▶ _Texto exibido_
########
Voltaram os ruídos esquisitos. Alguém arremata o conto com assovios de variadas intensidades. Algumas histórias serão contadas ou escritas na hora, em máquinas de escrever, no aposento dos fundos e na presença do comprador. Outras gravadas em disco num gramofone, em cabines envidraçadas na sala ao lado.
Diversas peças foram oferecidas naquela noite. Contos fantásticos- entre eles um que falava de um sujeito que tinha dificuldades para engolir coelhinhos. Narrativas de amor louco, até ficções de gênero alienígena como de faroeste participaram do pregão. No meio dessas “mil e uma noites portenhas”, me achei comprando uma história estranhíssima, sem pé nem cabeça: a de um jovem que em companhia de um outro, se aventura por uma cidade enevoada. Nesse caminhar acaba se transformando em personagem de um conto onde um homem cego de nome Borges leiloa histórias. O curioso é encontrar no fim dessa narrativa o começo dela, num círculo do qual não se sai, pelo menos em tese. Ela me foi contada por um senhor engravatado,de fala mansa. Não gravei, nem pedi por escrito. Confiei demais na minha memória. Ela começa assim: “As circunstâncias são imprecisas. Incerteza que indica ter acontecido um dia no meio da névoa que cobria a cidade de Buenos Aires…”.
########
▶ _Desafio 1_
Reúna todas as linhas dos registros que contêm a palavra "Query".
O texto e os registros não têm relação entre si.
########
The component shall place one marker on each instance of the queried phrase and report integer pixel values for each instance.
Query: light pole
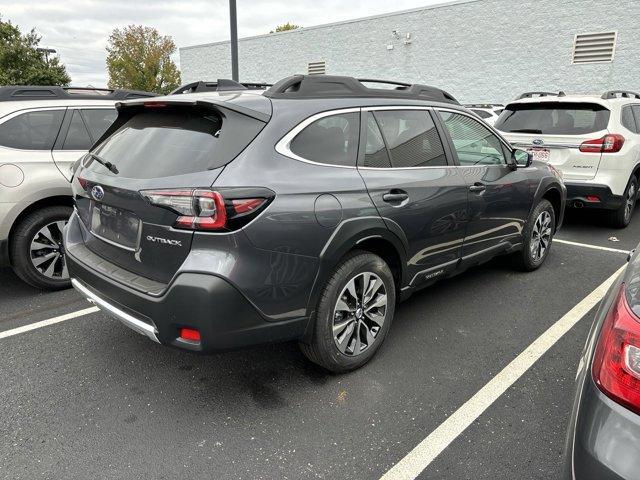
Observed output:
(233, 18)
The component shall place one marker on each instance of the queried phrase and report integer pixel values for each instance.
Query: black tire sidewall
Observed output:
(527, 258)
(20, 243)
(324, 344)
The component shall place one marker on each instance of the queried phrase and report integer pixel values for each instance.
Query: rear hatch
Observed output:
(554, 130)
(155, 155)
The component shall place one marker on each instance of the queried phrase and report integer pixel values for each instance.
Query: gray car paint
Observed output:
(603, 439)
(281, 260)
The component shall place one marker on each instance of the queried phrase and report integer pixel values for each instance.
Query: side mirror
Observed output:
(521, 158)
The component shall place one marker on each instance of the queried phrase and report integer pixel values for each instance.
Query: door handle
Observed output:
########
▶ _Desafio 2_
No texto sobre o leilão de histórias, quem contou a história estranhíssima que foi comprada?

▶ _Solução 1_
Query: light pole
Query: black tire sidewall
Query: rear hatch
Query: gray car paint
Query: side mirror
Query: door handle

▶ _Solução 2_
Um senhor engravatado, de fala mansa.